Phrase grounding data
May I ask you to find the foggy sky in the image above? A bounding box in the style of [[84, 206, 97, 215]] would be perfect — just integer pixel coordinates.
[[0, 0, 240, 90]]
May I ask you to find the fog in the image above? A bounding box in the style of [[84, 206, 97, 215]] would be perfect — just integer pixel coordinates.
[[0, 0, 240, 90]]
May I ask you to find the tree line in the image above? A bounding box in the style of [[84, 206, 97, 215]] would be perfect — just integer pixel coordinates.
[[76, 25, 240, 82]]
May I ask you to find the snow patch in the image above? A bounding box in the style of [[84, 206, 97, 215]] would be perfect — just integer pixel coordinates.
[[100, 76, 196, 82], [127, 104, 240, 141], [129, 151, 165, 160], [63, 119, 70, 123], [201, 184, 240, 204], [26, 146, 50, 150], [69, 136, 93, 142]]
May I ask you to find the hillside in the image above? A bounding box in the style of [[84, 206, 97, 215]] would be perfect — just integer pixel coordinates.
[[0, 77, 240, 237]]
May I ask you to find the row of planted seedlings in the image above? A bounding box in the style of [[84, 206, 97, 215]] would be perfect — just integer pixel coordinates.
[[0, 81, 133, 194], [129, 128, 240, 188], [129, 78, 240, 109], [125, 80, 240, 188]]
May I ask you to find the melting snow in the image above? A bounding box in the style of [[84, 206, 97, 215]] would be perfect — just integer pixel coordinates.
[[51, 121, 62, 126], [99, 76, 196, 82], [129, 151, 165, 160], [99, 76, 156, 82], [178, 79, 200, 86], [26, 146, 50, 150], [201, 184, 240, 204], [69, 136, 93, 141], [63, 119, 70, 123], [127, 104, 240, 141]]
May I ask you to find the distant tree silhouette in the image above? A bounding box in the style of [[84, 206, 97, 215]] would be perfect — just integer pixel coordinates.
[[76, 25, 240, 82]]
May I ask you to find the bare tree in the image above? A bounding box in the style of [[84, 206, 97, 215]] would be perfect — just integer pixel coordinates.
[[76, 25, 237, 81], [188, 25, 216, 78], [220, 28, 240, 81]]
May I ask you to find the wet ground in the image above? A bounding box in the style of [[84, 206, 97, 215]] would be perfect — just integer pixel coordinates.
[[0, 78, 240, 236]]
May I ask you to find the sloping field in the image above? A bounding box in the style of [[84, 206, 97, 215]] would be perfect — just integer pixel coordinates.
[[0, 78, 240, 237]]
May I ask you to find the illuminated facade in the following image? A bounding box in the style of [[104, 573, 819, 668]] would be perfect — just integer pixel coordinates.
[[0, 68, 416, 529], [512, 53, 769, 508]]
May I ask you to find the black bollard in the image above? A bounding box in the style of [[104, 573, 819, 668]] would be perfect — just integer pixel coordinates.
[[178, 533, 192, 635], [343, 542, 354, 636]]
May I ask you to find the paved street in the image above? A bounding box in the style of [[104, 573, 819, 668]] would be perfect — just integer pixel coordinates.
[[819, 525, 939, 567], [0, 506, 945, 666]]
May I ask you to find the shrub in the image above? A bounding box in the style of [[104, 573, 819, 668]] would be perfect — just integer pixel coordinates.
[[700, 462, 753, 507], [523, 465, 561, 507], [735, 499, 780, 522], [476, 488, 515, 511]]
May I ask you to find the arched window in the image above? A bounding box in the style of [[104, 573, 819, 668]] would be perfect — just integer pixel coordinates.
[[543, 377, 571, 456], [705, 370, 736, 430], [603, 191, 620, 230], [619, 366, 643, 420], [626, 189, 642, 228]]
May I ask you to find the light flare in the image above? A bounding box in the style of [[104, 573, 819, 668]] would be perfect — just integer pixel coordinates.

• _REQUIRED WORK_
This task calls for every entry above to be transcribed exactly.

• _WRITTEN RESPONSE_
May I ask you to find the foggy sky in the image above? A bounding box in the style of [[84, 206, 97, 215]] would be perfect — just integer pixel coordinates.
[[0, 0, 240, 90]]
May I ask you to find the fog in the image above? A bounding box in the style of [[84, 206, 97, 215]] would be perfect — just integer pixel coordinates.
[[0, 0, 240, 90]]
May I ask you to find the tree line in the image above? A bounding box in the style of [[84, 206, 97, 215]] would be perfect — just integer pixel coordinates.
[[76, 25, 240, 82]]
May I ask you to find the snow patch in the image above? A bounding box in the style of [[84, 206, 97, 215]] would be perfect — just integer pixel coordinates.
[[100, 76, 196, 82], [127, 104, 240, 141], [129, 151, 165, 160], [63, 119, 70, 123], [201, 184, 240, 204], [26, 146, 50, 150], [69, 136, 93, 142]]
May I ask you to find the hillside in the image above? A bounding box in the style of [[84, 206, 97, 215]] would be perfect — just integer pixel coordinates.
[[0, 77, 240, 237]]
May I ask you to find the row of planted seedlings in the image above? A bounding box in the style of [[84, 206, 97, 215]] would be perfect — just integer pixel coordinates.
[[0, 81, 133, 194], [129, 128, 240, 188], [129, 78, 240, 109], [125, 80, 240, 188]]
May I ask you to find the melting snow in the image above? A bounding box in the style of [[84, 206, 97, 215]] would be perfect — just integer pixel coordinates.
[[51, 121, 62, 126], [99, 76, 196, 82], [129, 151, 165, 160], [99, 76, 156, 82], [178, 79, 200, 86], [26, 146, 50, 150], [201, 184, 240, 204], [69, 136, 93, 141], [63, 119, 70, 123], [127, 104, 240, 141]]
May I ask you to find the distant tree silhouette in the image above? A bounding box in the style of [[84, 206, 97, 215]] would be perfect — just integer pixel coordinates.
[[76, 25, 240, 82]]
May I ask you to find the bare tree in the image above? A bounding box in the style of [[84, 206, 97, 215]] would be perfect — just integer pixel coordinates.
[[76, 25, 237, 81], [188, 25, 216, 78], [220, 28, 240, 81]]
May I ask you to find the wet ground in the image above? A bounding box in the style of [[84, 206, 97, 215]] would be perfect — just integer pixel coordinates.
[[0, 78, 240, 236]]
May I ask you to find the sloping field in the image above? A bounding box in the style of [[84, 206, 97, 215]] would be perfect — just integer pixel coordinates.
[[0, 78, 240, 237]]
May I ask you to find the illuminated facade in the following image? A bounding box in the style of [[104, 573, 819, 668]] would be perfect — just integer pixel coordinates.
[[0, 68, 416, 529], [512, 53, 769, 508]]
May I ask you to find the black bollard in the image above? A bounding box in the style of [[104, 573, 819, 668]] would be perfect — just integer pixel coordinates.
[[178, 533, 192, 635], [343, 542, 354, 636]]
May I ask you to find the paved street in the image above? A bounding box in the style of [[104, 573, 819, 668]] would be perfect — just integer pixel coordinates.
[[819, 525, 939, 567], [0, 506, 945, 666]]
May I ask you to find the shrub in the image above? A bounding box in the style of [[104, 573, 819, 668]] would be perfect — just integer pixel coordinates.
[[700, 462, 753, 507], [523, 465, 561, 507], [735, 499, 780, 522], [476, 488, 515, 511]]
May I ask you to find the arched window in the image above? A bounding box in the style of [[104, 573, 819, 668]] would be perfect — just integer pixel coordinates.
[[543, 377, 571, 456], [705, 370, 736, 430], [603, 191, 620, 230], [619, 366, 643, 420], [626, 189, 642, 228]]
May I ask you to find the light flare in the image above? A bounding box in the style of [[104, 573, 819, 668]] would be perfect — just integer pixel coordinates.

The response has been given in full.